• _DOCUMENT_:
•••••

Magnetic Effects of Electric Current | Science Class 10 PDF Download

In this document, under the topic of Magnetic field due to electric current, we are going to study all about the Magnetic properties of Electric current from the very start to end. 

In this document, we will cover:

1. Magnetism
2. Magnetic Field and Magnetic Field Lines (Magnetic Lines of force)
3. Magnetic field due to current carrying conductor: Wire, Circular coil, Solenoid
4. Electromagnet

Magnetism

• The property, due to which a substance attracts pieces of iron, nickel and cobalt towards itself, is called magnetism.
• A naturally occurring iron ore (black iron oxide - Fe₂O₃) having properties of attracting iron pieces, was found in Magnesia in the upper part of Greece. The name magnetism has been taken from the name of that place.
• The substance having the property of magnetism is called a magnetic substance, and the body made up of a magnetic substance, is called a magnet.
  Magnet
• Magnets are found in various shapes and sizes. A bar magnet is a long rectangular bar of uniform cross-section, which can attract pieces of iron, steel, cobalt and nickel. The magnet can be natural or artificial.
  Different Types of Magnet

(a) Poles of a Magnet

• When a magnet is dipped in iron filings, then maximum filings stick to its ends, and almost no filings stick to its centre. It means that in magnets, centres of attraction are located near the ends only.

•••••

• _LISTED RECORDS_:
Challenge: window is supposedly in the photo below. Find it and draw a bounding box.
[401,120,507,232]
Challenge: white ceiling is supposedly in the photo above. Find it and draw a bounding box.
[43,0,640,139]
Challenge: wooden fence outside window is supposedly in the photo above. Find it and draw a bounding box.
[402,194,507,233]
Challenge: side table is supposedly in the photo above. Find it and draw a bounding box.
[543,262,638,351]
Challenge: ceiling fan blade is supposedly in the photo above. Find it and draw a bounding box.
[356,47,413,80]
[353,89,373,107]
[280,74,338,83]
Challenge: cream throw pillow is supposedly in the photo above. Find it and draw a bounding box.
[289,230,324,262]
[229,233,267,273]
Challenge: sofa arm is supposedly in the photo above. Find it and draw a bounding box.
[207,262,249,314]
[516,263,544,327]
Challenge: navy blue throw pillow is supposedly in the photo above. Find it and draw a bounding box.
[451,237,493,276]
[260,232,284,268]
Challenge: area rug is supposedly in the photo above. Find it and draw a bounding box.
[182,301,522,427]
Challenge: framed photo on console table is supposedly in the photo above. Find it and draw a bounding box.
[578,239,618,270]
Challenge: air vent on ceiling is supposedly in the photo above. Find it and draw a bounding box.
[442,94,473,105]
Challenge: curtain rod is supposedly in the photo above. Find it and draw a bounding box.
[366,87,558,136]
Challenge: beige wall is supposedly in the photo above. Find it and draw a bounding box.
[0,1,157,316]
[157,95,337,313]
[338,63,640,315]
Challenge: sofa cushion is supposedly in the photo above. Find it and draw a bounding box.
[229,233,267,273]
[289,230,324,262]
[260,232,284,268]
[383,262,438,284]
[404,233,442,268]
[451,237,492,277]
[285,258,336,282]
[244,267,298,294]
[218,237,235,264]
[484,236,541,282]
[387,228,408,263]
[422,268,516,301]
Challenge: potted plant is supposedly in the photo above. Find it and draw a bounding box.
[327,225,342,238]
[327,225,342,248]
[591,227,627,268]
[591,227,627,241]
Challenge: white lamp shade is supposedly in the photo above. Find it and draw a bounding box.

•••••

• _WORK TO BE COMPLETED_:
Continue the magnetism text after its last sentence.

• _RESULT OF THE TASK_:
• These centres of attraction near the ends of a magnet are called poles. Since a magnet has two poles, hence it is also called a magnetic dipole.
  Magnetic Dipole with Field Lines
• When this magnet is freely suspended, its two ends point in the north-south direction. 
• The pole near the end pointing towards North (north-seeking end) is called North pole. 
• The pole near the end pointing towards South (south-seeking end) is called South pole.
• The magnetic poles exert forces on each other.
• Like poles repel each other, i.e., a north pole will repel another north pole or a south pole will repel another south pole. 
• Unlike poles attract each other, i.e., a south pole will attract a north pole and vice versa.

(b) The Magnetic Field of Earth

• Earth behaves as a huge magnet (or a giant solenoid). The source of this huge magnetism is given as the molten charged metallic fluid giving rise to a current flowing inside the core of the earth. This core has a radius of about 3500 km (Earth's radius is 6400 km). 

Earth's Magnetic Field

• Its strength is of the order of one gauss. The shape of the earth's magnetic field resembles with that of a bar magnet of length one-fifth of earth's diameter buried at its centre.
• It is believed that earth's magnetism is due to the magnetic effect of current, which is flowing in the molten core at the centre of the earth. Hence, the earth is a huge electromagnet.

Magnetic Field and Magnetic Field Lines (Magnetic Lines of force)

(a) Magnetic Field

• It is the space around a magnetic pole or a magnet in which another magnetic pole or magnet experiences its effect. 
• The magnetic field is a quantity which has both direction and magnitude.

(b) Magnetic Field Lines (Magnetic Lines of Force)

• A magnetic line of force is a line, straight or curved, in the magnetic field tangent to which at any point gives the direction of the magnetic field at that point.
  Or
  A line such that the tangent at any point on it gives the direction of the magnetic field at that point is called a magnetic field or magnetic line of force.
• A free unit north pole (test pole) will move along the magnetic line of force in the direction of the field if it is free to do so.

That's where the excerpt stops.